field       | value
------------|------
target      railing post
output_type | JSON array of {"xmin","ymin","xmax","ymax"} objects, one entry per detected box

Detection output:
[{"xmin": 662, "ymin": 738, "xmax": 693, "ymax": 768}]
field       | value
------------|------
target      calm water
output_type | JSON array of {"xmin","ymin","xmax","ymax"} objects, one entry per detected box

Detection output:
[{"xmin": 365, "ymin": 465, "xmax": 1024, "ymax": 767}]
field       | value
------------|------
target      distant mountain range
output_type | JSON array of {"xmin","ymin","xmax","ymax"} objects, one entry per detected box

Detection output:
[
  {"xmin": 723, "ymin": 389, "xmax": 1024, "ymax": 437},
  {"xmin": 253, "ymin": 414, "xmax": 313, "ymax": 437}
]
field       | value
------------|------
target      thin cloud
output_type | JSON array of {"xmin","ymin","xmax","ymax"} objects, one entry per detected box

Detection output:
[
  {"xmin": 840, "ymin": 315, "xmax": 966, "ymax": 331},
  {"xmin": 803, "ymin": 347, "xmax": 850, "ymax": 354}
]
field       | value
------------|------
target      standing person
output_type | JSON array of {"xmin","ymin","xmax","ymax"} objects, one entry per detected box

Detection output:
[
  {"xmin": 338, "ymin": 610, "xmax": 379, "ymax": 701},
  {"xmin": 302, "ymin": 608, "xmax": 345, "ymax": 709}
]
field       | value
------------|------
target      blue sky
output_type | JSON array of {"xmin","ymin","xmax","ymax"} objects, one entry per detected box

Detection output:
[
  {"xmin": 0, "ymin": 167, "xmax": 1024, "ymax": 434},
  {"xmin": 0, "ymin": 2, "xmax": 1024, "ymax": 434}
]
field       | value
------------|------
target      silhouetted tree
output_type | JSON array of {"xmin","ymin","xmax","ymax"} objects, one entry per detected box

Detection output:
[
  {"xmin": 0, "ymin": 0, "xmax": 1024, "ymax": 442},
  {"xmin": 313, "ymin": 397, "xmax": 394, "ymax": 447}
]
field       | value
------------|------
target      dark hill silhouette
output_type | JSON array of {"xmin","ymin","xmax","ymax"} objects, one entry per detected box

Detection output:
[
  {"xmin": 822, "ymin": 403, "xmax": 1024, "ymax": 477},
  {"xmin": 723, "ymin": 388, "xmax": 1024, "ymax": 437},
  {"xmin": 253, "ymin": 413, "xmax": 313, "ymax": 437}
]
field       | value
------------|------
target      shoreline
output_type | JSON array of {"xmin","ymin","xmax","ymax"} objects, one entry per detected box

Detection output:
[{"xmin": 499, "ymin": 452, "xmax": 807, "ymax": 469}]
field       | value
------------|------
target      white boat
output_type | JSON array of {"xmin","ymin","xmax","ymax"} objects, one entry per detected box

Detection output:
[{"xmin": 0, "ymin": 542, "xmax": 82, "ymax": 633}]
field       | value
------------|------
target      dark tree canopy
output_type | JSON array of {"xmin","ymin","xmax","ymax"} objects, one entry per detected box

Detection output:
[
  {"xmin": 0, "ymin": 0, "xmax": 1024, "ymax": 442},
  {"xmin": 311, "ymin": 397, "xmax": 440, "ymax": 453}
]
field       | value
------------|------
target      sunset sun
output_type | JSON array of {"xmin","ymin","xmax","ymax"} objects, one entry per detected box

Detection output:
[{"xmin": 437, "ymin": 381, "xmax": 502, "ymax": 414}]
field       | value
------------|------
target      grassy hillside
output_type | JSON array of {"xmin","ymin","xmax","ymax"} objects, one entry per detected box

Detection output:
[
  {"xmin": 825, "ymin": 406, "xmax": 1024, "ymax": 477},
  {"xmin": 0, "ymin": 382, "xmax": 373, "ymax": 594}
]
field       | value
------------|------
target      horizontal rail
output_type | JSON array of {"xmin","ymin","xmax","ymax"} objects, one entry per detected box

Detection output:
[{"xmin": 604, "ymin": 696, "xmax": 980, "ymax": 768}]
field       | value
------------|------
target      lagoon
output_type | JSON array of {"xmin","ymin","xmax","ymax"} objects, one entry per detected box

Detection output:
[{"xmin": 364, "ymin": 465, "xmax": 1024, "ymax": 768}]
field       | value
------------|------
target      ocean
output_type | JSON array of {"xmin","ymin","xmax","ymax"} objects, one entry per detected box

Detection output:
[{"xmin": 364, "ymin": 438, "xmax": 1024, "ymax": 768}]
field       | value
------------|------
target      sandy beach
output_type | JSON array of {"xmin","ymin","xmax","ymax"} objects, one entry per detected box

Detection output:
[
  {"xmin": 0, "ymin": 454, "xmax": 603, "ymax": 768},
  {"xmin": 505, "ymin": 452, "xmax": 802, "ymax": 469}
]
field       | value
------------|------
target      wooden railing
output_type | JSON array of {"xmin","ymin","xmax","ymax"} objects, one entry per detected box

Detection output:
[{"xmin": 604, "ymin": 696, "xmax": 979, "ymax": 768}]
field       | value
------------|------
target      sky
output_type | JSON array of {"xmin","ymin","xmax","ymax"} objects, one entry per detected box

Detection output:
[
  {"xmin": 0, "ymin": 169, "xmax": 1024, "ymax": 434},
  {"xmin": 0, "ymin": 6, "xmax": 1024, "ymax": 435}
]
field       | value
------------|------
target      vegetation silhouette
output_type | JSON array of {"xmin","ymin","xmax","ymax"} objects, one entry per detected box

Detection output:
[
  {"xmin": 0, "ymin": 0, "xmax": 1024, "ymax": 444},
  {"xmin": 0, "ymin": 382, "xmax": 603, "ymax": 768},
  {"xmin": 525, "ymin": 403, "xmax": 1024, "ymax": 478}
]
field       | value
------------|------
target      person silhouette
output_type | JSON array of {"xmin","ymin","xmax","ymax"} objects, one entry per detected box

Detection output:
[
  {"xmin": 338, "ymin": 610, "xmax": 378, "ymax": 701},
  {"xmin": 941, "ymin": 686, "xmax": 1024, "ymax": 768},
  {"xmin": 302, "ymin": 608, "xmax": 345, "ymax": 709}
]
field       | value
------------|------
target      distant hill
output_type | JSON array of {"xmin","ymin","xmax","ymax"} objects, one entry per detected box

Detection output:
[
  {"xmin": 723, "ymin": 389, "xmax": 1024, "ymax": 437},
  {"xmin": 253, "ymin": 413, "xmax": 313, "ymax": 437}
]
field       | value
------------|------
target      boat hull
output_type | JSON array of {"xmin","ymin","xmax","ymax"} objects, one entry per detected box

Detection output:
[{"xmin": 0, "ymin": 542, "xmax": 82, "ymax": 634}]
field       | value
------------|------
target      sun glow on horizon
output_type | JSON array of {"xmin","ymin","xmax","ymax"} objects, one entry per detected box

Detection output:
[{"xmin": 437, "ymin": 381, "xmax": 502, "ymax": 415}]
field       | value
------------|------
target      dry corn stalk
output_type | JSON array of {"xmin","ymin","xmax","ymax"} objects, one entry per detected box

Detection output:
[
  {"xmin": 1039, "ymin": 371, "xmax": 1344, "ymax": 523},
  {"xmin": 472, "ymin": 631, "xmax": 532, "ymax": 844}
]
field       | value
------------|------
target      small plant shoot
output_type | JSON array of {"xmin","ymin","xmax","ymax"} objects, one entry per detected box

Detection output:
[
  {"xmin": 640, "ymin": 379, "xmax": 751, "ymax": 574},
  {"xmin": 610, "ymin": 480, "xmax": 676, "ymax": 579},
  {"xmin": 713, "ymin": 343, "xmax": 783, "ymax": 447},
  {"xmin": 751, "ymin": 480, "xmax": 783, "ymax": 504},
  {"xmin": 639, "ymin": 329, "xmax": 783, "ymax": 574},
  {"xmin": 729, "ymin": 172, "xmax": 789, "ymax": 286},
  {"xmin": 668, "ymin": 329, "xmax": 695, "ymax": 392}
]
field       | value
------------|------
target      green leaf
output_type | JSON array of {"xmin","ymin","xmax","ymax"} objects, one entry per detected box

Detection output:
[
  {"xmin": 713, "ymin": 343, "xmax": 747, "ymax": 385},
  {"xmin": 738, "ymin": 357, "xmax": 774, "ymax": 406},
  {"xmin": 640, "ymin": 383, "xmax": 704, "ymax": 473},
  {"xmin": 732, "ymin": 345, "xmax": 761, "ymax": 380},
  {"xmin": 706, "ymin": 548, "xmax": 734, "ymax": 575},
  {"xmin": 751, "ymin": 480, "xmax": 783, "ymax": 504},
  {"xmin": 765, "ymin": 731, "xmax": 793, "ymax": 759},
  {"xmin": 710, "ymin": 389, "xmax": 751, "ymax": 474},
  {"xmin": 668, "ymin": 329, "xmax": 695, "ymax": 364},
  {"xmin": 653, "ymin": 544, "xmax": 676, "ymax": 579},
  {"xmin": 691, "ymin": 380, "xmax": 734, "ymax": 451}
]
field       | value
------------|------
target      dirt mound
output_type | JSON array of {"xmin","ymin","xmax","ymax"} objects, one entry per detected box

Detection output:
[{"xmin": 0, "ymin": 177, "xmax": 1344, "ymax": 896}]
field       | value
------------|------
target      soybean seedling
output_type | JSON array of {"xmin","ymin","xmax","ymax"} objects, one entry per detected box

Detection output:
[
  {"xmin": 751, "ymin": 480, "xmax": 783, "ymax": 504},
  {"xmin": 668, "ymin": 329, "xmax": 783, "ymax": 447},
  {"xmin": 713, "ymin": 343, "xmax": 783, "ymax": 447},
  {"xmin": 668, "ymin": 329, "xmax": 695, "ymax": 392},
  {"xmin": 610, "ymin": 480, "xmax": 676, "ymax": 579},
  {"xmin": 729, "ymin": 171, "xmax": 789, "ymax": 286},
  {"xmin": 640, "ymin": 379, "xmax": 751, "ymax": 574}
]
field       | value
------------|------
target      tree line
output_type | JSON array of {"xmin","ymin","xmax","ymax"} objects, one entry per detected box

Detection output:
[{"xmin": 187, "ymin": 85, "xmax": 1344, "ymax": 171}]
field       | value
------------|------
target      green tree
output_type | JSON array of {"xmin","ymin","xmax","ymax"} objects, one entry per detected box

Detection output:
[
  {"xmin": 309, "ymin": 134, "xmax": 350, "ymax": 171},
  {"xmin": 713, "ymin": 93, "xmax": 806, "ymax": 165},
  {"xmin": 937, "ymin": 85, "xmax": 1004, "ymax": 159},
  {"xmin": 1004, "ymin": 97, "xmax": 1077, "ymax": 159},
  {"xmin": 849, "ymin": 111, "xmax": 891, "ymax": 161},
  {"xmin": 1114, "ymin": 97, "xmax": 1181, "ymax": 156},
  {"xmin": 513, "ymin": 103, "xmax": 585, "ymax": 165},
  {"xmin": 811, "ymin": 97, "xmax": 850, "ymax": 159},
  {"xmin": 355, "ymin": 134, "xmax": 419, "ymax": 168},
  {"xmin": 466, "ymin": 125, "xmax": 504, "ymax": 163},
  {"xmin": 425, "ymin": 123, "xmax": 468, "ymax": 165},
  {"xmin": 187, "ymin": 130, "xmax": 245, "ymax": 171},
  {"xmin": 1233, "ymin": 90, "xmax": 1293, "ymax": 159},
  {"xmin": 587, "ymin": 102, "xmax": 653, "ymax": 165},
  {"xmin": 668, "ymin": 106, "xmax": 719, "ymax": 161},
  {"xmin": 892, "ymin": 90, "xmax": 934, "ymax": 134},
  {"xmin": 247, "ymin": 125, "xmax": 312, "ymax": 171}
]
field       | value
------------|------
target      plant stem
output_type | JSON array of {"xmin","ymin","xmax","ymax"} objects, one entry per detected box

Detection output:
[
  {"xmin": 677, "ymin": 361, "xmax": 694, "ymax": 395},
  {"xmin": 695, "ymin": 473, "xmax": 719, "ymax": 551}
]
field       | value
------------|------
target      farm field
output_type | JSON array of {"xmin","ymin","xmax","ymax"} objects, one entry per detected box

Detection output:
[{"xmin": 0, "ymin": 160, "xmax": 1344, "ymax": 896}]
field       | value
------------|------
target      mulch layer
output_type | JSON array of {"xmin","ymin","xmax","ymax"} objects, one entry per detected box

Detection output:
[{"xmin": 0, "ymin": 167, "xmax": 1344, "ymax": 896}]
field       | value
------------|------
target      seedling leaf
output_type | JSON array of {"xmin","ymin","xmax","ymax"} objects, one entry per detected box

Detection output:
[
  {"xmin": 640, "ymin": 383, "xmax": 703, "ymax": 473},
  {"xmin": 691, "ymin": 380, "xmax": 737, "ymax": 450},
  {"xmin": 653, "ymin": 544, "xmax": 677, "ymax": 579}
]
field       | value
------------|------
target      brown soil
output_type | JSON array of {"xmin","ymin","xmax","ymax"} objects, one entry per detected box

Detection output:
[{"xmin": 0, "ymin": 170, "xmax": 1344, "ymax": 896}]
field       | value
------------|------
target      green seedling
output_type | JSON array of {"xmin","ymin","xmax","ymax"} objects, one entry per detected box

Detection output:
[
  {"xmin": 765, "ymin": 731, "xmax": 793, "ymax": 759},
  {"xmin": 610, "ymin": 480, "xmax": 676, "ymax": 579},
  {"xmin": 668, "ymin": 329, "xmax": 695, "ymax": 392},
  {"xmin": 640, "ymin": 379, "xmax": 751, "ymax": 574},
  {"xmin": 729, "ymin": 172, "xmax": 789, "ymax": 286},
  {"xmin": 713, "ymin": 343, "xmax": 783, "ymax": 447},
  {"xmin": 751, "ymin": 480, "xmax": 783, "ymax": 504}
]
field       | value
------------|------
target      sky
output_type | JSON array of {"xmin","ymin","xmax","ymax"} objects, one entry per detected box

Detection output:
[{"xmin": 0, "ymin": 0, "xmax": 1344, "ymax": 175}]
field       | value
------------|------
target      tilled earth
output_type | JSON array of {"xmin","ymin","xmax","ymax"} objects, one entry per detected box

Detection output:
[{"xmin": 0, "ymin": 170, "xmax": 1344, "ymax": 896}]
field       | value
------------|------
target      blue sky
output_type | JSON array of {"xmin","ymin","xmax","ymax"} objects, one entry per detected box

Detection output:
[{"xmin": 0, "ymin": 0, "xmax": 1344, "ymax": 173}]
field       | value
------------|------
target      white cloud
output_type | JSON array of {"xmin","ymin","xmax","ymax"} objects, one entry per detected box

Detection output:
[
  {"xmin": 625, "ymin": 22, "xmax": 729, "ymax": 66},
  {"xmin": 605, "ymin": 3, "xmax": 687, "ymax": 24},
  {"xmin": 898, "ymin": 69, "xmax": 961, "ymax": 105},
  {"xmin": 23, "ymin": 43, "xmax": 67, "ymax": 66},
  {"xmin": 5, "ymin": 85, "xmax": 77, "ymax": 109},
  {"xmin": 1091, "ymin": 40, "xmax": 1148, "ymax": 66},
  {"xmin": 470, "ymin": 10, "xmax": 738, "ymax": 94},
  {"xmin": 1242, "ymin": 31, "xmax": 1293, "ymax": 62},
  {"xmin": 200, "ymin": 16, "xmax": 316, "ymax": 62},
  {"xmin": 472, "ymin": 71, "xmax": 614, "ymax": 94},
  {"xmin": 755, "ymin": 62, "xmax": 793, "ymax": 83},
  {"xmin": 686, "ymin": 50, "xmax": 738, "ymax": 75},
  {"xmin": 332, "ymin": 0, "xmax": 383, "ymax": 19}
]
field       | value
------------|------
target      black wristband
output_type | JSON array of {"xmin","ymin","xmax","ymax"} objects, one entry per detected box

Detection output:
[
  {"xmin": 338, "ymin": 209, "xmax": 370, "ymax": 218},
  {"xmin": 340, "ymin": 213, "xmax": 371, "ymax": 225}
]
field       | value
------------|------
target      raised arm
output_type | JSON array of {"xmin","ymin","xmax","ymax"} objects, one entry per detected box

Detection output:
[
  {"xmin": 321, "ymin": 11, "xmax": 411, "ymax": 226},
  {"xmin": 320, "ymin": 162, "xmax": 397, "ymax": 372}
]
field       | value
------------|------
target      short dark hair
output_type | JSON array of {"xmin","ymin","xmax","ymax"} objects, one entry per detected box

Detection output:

- - - - - - -

(PROMPT)
Find every line in the listing above that contains the word "green" and copy each of those lines.

(ANSWER BELOW)
target      green leaf
target      green tree
target      green seedling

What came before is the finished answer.